### Exercises:
1. In the R prediction walkthrough, what does the argument type='response' return instead of the log odds?
2. Please copy the part of the R prediction walkthrough starting at "print(summary(predict_train))" and ending at "head(data_train, n=10)".

### Selected extract:
- - - -
First, let’s predict that probabilities. We really want to do this with the testing data, but we will do this on the training data first, and then compare to the real data, the testing data, next.
Let’s examine this code line by line. The first line is the
prediction of the probabilities. We are predicting using the model we
just created, model_train. Next, we are using the training
data, data_train. The argument type='response'
gives the predicted probabilities rather than the log odds, which are
more difficult to interpret. Next, we print a summary of the
probabilities, just so we can get a sense of what they look like. To
further evaluate the model, we take the probabilities,
predict_train, and put them into the training data as a new
column, data_train$prediction. Finally, we take a look at a
snapshot of the data. You can see that the probabilities here make
sense, generally. All of these first 10 rows are from loyalty customers,
and they are all relatively high, considering our highest probability is
only 68%.
predict_train <- predict(model_train, newdata=data_train, type='response')
print(summary(predict_train))
## Min. 1st Qu. Median Mean 3rd Qu. Max.
## 0.2994 0.4182 0.4927 0.4999 0.5731 0.6827
data_train$prediction <- predict_train
head(data_train, n=10)
- - - -
### Provided data:
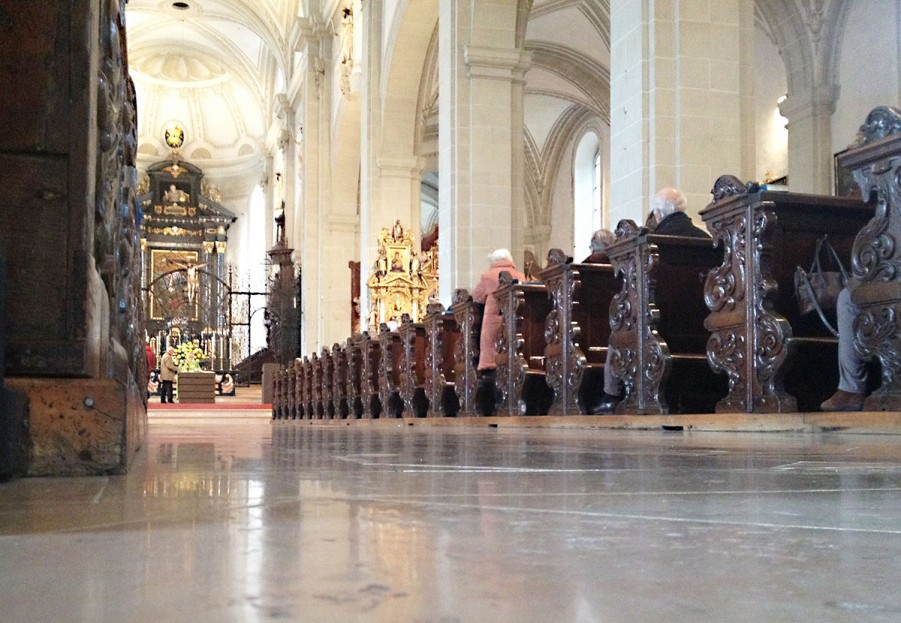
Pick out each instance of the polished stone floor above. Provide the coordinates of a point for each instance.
(230, 519)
- - - -
### Responses in order:
1. The predicted probabilities.

2.
print(summary(predict_train))
## Min. 1st Qu. Median Mean 3rd Qu. Max.
## 0.2994 0.4182 0.4927 0.4999 0.5731 0.6827
data_train$prediction <- predict_train
head(data_train, n=10)